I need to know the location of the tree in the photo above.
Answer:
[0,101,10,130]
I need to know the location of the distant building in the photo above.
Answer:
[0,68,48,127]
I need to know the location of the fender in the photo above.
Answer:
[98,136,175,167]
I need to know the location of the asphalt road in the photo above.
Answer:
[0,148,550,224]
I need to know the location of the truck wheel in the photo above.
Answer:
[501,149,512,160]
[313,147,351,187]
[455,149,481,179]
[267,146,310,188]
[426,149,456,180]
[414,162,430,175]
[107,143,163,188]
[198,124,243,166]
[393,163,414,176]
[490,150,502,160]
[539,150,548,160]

Directions for this task
Can you rewrite the entries above as a Markdown table with a "Row" column for the row number and a "Line" column for each line, leaving out blank lines?

Finished answer
| Row | Line |
|---|---|
| 1 | I need to know the location of the tree in the photo above. |
| 2 | Answer: |
| 3 | [0,101,10,130] |
| 4 | I need to know the location of the distant building in the photo above. |
| 5 | Answer: |
| 6 | [0,68,48,127] |
| 7 | I need to know the location of the fender in the photo above. |
| 8 | Answer: |
| 9 | [98,136,175,167] |
| 10 | I need to know the location of the asphalt road in the photo above. |
| 11 | Answer: |
| 12 | [0,148,550,224] |
| 13 | I need to know the location of the truck wheel in the photo above. |
| 14 | Answer: |
| 15 | [501,149,512,160] |
| 16 | [313,147,351,187] |
| 17 | [455,149,481,179] |
| 18 | [267,146,310,188] |
| 19 | [426,149,456,180] |
| 20 | [414,162,430,175] |
| 21 | [107,143,163,188] |
| 22 | [198,124,243,166] |
| 23 | [393,163,414,176] |
| 24 | [490,150,502,160] |
| 25 | [539,150,548,160] |